- [Task list]:
1. In the Phoenix monsoon gardening text, what determines a desert monsoon?
2. Write the next part of the Phoenix monsoon gardening text, picking up after its final sentence.

::: Text section :::

Updated: Aug 17, 2022

It's August in Phoenix and we've finally had an outstanding monsoon season! My plants have taken full advantage of all the water, humidity, and cooler weather this summer.

Fun Facts About Monsoon Season

Phoenix Monsoon begins in mid June and end in mid to late September. A desert monsoon is determined by a change of winds and 3 consecutive days of dew point at or above 55 degrees.

For those of you that want to geek out on weather and monsoon activity in Phoenix, ASU’s School of Geographical Sciences and Urban Planning has a great paper titled Basics of Arizona Monsoon and Desert Meteorology.

Downtown Phoenix monsoon clouds phoenix kitchen gardens
Monsoon clouds rolling over my garden

Planting for August


In August in the low desert, you can transplant or directly sow squash, pumpkin, and gourd seeds into the garden now through September for harvesting before the first frost, usually around December 8th.

::: Supplied information :::

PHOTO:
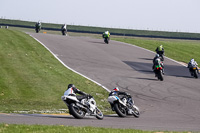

:::

- [Answers for the tasks]:
1. A change of winds and 3 consecutive days of dew point at or above 55 degrees.

2.
Lovely squash, pumpkins, and gourds phoenix, az
Lovely squash, pumpkins, and gourds

Varieties of summer squash, such as patty pan, zucchini, and yellow crookneck, will be ready to harvest within 60 days of planting. I’m starting zucchini again - unfortunately we were attacked by squash bugs this year!


Support healthy bee populations by planting pollen and nectar rich flowering plants, like sunflowers. You can sow seeds of sunflowers now for an autumn bloom.

PKG Tip:

Make sure to select sunflower varieties that are labeled “open-pollinated.” Otherwise, they may not produce the pollen that bees need.

homegrown purple kale phoenix kitchen gardens
Last years purple kale harvest


Once daytime temperatures remain below 100 degrees, you can safely add seed, root, leaf and stem crops into your garden. Chard, kale, spinach, leaf lettuce and mustard greens can be eaten as microgreens as soon as leaves are produced, or left to grow and harvested continuously. For continuous harvest, only pick the outermost leaves, leaving inner leaves to protect the growing crown of the plant.


Pests like cucumber beetles, squash bugs, and whiteflies love cucurbits (cucumbers, squash, pumpkins, melon) and are active in late summer. I recommend guarding your new plantings with floating row covers until the first flowers appear.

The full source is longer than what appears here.